(Rows from a dataset)
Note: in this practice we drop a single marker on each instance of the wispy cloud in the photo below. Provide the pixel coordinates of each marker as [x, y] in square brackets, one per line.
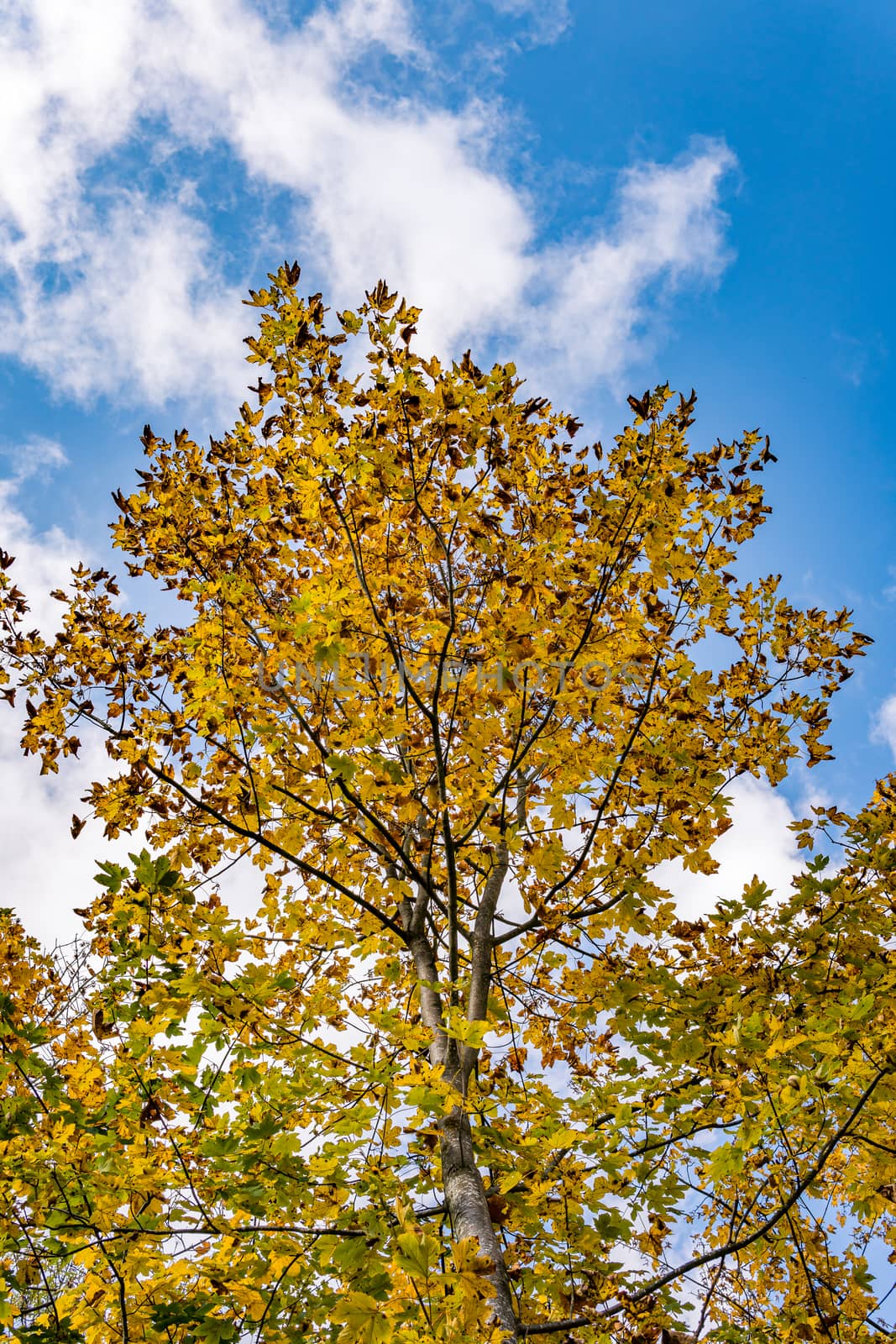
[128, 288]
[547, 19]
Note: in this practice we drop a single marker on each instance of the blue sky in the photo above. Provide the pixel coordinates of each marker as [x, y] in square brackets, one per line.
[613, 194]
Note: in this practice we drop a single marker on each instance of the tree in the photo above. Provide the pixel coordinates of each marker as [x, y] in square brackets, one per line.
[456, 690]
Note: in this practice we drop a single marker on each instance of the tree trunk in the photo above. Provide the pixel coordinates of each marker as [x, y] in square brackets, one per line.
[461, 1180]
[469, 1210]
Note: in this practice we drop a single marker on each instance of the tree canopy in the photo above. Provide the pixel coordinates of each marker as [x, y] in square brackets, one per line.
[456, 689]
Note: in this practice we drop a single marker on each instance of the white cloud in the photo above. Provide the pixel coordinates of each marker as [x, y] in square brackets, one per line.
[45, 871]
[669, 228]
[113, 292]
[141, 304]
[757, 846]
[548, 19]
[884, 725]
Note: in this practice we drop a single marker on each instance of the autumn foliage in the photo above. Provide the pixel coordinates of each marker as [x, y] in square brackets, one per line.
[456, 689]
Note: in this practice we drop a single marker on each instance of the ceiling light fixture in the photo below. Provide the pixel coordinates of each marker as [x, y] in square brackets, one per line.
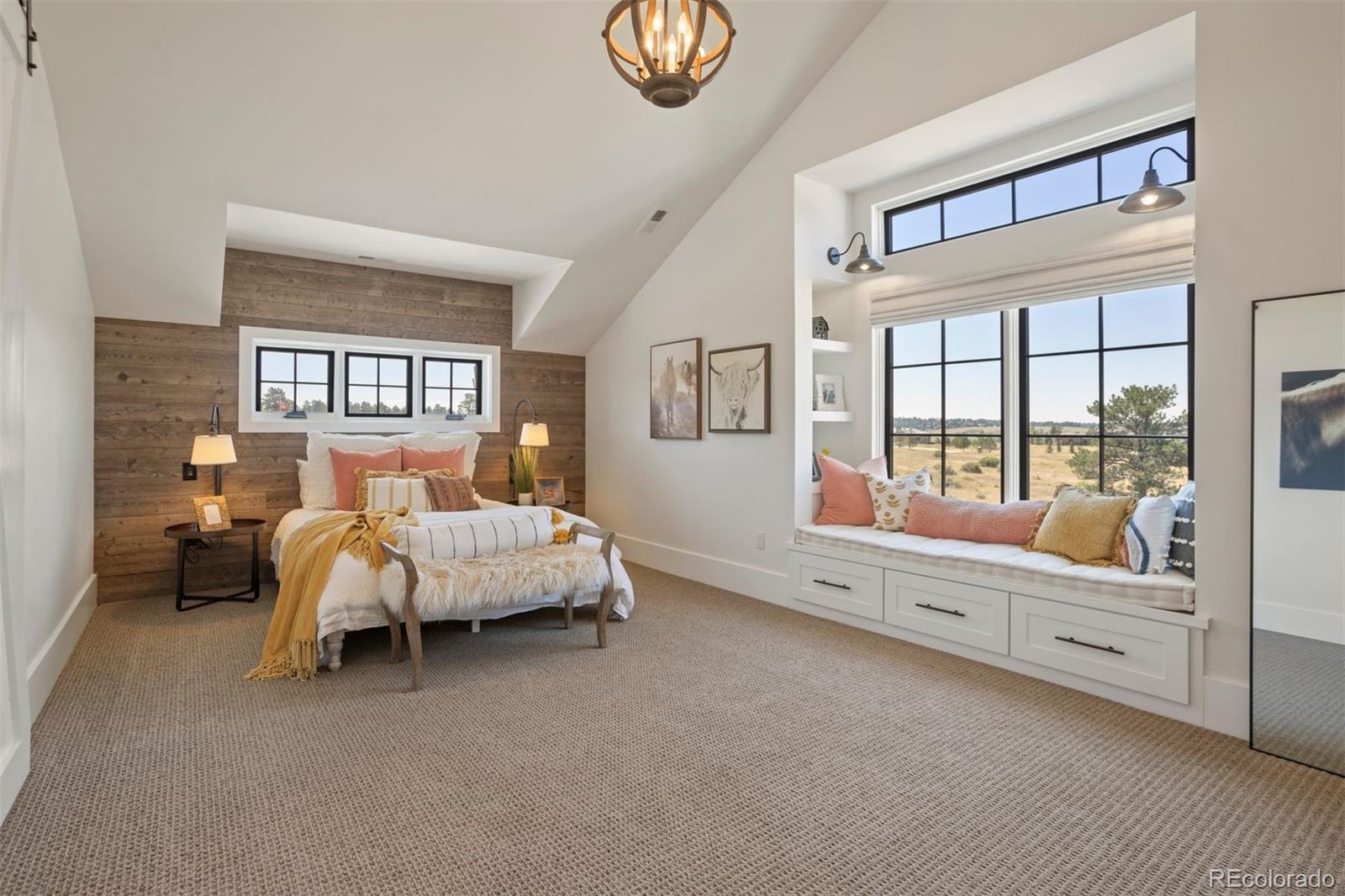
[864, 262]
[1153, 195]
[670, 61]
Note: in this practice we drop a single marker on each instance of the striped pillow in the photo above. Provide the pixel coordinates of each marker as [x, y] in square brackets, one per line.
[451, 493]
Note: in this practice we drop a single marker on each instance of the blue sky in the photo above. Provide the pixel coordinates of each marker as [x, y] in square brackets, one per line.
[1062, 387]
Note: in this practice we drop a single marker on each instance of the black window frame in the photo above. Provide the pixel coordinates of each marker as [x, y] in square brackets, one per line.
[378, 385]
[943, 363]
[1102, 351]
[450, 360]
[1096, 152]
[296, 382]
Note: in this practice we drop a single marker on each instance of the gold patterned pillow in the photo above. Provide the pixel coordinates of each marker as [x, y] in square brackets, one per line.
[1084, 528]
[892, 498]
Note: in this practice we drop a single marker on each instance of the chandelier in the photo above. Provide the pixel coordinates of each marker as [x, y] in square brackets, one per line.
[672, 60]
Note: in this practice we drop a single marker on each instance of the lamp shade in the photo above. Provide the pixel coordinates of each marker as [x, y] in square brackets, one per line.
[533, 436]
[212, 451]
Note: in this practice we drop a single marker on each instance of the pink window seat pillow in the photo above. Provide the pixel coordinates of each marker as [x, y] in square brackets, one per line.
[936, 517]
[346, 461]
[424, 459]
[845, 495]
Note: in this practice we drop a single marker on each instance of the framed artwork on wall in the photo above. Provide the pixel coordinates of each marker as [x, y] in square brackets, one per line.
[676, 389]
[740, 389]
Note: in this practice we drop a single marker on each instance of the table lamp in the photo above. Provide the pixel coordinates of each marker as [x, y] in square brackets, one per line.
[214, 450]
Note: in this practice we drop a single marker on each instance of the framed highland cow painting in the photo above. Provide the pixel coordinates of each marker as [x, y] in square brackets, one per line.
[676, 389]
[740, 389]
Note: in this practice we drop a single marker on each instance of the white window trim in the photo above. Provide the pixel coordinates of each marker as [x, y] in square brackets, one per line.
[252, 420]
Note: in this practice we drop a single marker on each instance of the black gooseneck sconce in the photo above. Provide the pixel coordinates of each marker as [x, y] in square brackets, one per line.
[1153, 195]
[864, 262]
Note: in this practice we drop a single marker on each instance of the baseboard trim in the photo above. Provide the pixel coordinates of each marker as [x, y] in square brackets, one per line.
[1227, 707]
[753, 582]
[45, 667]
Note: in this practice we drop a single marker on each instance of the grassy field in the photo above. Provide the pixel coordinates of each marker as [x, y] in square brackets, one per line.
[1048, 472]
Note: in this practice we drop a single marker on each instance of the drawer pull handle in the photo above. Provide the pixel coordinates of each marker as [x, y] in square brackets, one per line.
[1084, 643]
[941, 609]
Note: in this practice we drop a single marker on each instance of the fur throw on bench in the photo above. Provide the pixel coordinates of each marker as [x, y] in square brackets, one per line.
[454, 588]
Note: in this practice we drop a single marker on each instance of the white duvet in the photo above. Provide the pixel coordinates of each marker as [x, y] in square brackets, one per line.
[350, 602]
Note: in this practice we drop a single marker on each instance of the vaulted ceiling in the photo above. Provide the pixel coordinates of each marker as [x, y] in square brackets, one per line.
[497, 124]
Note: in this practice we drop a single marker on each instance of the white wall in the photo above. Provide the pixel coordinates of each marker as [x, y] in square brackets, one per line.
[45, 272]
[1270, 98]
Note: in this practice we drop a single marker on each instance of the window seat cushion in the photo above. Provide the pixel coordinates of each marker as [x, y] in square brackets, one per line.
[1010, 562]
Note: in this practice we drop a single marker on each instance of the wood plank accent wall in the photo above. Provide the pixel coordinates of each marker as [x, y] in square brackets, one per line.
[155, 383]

Aim of the task:
Rescale the stretch from the line that contains "the tree trunk" through the line that contains "[469, 1210]", giving all of those lines again with the request line included and its wording left unchanged. Multiply each marker coordinate by 1.7 and round it to a whole number, with halves rounded up.

Result of this exercise:
Note: in this practice we drop a single marker on each instance of the tree trunk in the photo above. Provide the pixel coordinates of each marker as [x, y] in square brackets, one per line.
[784, 2006]
[797, 2057]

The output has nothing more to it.